What is expected :: Search the listing below for the string "Each" and copy every line where it occurs.

Given data ::
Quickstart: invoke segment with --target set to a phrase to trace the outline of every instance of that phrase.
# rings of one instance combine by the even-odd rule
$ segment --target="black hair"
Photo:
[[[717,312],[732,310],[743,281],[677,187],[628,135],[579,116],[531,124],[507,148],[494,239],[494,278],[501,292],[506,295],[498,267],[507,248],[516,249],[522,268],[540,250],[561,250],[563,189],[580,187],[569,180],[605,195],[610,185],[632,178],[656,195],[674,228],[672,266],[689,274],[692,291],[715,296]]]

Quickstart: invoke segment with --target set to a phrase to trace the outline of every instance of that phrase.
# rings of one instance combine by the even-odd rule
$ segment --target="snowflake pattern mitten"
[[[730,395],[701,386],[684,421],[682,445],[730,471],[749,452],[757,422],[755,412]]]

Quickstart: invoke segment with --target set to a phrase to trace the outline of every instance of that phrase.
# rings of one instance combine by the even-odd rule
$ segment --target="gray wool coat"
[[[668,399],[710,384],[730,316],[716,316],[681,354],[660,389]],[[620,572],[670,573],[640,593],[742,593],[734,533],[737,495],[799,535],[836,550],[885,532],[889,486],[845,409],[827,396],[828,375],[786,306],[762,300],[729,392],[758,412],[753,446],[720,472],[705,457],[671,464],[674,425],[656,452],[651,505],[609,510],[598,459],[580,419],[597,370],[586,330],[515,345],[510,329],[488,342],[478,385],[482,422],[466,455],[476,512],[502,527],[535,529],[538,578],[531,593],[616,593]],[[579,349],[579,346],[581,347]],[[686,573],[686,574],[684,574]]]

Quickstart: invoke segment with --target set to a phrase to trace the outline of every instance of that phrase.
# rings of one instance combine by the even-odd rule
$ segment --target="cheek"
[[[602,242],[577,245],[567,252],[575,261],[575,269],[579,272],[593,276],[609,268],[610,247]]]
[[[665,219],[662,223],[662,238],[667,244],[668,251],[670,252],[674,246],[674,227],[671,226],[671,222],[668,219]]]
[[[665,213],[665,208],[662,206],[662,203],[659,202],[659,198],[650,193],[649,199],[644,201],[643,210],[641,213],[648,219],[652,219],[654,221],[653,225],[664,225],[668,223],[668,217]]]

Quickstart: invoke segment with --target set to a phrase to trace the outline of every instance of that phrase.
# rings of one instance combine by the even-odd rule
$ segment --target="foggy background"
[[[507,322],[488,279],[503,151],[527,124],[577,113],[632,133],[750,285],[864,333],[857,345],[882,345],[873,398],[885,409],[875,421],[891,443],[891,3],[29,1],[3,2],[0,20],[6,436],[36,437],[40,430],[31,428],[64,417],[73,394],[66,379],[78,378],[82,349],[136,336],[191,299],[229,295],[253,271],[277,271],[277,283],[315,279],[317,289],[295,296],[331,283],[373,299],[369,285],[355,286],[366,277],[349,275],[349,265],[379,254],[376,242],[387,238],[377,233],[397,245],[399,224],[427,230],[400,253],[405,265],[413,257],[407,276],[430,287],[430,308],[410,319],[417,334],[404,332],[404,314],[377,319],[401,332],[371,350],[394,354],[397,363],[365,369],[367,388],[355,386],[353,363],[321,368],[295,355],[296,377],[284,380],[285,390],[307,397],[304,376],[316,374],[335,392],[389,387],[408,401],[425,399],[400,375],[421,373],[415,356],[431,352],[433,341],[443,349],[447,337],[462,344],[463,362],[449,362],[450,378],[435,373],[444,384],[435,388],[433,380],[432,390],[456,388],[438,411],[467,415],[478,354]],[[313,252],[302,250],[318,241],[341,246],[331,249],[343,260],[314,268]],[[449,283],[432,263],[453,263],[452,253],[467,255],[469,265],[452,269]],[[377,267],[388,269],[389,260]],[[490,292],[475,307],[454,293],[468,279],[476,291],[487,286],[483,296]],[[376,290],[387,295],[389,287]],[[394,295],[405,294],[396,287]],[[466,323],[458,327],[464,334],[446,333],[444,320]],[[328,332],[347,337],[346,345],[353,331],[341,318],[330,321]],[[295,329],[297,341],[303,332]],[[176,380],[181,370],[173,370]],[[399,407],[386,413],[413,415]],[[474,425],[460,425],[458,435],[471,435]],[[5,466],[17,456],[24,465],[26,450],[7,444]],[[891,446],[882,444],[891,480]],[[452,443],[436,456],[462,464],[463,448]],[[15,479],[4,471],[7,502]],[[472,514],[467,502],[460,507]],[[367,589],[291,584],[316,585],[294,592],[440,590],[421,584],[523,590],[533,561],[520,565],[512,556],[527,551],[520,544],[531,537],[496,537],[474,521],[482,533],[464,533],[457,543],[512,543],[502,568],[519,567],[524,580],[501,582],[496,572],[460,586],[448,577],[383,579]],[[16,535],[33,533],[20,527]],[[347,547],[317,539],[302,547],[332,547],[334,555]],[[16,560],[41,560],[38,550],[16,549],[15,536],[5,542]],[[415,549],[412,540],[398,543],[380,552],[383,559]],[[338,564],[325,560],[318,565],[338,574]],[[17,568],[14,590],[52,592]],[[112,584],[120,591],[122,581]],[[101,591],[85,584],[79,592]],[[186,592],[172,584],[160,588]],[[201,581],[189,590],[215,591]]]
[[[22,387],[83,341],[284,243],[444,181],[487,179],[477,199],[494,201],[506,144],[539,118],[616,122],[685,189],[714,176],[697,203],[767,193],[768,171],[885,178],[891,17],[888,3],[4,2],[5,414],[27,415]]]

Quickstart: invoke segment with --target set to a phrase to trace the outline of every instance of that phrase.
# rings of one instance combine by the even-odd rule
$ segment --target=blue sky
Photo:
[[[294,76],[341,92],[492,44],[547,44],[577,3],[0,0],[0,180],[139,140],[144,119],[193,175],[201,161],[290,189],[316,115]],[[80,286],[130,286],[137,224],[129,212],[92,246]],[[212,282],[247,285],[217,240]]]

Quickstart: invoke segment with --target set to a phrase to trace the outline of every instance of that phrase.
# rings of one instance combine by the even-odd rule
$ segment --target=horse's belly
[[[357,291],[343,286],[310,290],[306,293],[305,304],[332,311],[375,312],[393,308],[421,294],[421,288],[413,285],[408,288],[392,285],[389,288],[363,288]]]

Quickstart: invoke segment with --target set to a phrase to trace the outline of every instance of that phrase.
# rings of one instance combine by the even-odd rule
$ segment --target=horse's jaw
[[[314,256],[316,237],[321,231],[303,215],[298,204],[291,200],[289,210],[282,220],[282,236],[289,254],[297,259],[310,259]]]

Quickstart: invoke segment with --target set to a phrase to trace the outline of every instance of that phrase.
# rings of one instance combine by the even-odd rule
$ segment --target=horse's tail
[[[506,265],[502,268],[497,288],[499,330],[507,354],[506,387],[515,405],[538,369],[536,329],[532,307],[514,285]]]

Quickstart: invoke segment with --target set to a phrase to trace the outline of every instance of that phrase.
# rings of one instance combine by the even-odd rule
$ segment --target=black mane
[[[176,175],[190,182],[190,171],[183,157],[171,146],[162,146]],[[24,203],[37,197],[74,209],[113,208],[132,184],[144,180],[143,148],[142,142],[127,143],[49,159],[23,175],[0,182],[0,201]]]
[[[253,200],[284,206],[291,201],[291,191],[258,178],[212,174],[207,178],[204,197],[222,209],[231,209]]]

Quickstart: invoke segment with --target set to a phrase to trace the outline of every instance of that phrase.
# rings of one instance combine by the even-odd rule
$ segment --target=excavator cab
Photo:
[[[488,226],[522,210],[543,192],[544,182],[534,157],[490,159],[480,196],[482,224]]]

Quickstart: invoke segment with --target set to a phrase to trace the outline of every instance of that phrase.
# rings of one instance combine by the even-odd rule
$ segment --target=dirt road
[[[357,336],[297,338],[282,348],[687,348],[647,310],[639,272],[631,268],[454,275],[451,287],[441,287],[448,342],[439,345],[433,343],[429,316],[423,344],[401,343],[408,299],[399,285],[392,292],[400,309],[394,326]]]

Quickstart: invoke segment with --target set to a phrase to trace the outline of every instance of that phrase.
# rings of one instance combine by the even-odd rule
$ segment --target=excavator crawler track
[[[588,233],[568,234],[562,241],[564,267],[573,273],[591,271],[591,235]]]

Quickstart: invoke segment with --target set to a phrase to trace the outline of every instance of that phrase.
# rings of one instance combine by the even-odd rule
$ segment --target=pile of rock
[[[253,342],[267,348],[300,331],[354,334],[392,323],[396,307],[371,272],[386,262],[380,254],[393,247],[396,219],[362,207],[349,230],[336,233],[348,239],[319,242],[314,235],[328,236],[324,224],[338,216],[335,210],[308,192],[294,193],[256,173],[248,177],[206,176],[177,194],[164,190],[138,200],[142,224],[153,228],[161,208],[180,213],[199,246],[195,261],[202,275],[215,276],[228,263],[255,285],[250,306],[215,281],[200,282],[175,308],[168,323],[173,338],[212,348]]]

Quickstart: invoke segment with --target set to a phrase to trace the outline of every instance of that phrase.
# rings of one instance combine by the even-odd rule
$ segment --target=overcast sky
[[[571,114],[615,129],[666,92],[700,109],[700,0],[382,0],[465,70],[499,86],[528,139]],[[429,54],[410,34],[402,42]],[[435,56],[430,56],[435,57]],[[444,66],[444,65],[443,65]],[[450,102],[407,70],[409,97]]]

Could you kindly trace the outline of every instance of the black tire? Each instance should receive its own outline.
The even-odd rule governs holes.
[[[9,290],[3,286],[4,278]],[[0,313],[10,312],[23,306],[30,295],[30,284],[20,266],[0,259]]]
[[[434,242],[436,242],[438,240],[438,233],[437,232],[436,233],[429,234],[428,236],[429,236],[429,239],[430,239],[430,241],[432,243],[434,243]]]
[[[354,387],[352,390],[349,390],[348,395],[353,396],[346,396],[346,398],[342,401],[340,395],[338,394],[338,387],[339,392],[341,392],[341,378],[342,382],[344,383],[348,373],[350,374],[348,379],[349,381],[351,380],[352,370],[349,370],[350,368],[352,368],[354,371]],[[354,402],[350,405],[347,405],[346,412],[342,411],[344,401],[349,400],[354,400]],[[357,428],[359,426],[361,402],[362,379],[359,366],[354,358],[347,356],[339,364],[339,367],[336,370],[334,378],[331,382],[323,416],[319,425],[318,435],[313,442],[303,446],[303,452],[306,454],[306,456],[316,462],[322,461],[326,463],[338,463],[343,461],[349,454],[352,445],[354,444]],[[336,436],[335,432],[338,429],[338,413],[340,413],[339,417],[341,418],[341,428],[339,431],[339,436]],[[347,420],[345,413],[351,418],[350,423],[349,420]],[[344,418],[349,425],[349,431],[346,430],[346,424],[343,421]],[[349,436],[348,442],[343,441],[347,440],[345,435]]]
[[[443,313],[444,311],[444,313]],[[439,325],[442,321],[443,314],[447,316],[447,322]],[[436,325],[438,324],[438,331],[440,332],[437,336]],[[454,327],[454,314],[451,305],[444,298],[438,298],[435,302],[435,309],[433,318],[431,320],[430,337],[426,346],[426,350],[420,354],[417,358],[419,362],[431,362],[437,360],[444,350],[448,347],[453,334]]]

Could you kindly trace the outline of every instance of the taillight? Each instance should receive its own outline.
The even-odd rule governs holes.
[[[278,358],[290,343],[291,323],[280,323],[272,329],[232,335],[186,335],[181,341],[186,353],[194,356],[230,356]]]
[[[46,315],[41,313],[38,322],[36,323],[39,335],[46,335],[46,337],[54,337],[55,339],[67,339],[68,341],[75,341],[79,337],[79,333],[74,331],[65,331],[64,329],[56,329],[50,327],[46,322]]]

Solution to this exercise ::
Could you kindly trace the outline of every instance of the black tire? Each instance should receive its own outline.
Could you kindly trace the outline of every instance of the taillight? Each instance should receive its own outline.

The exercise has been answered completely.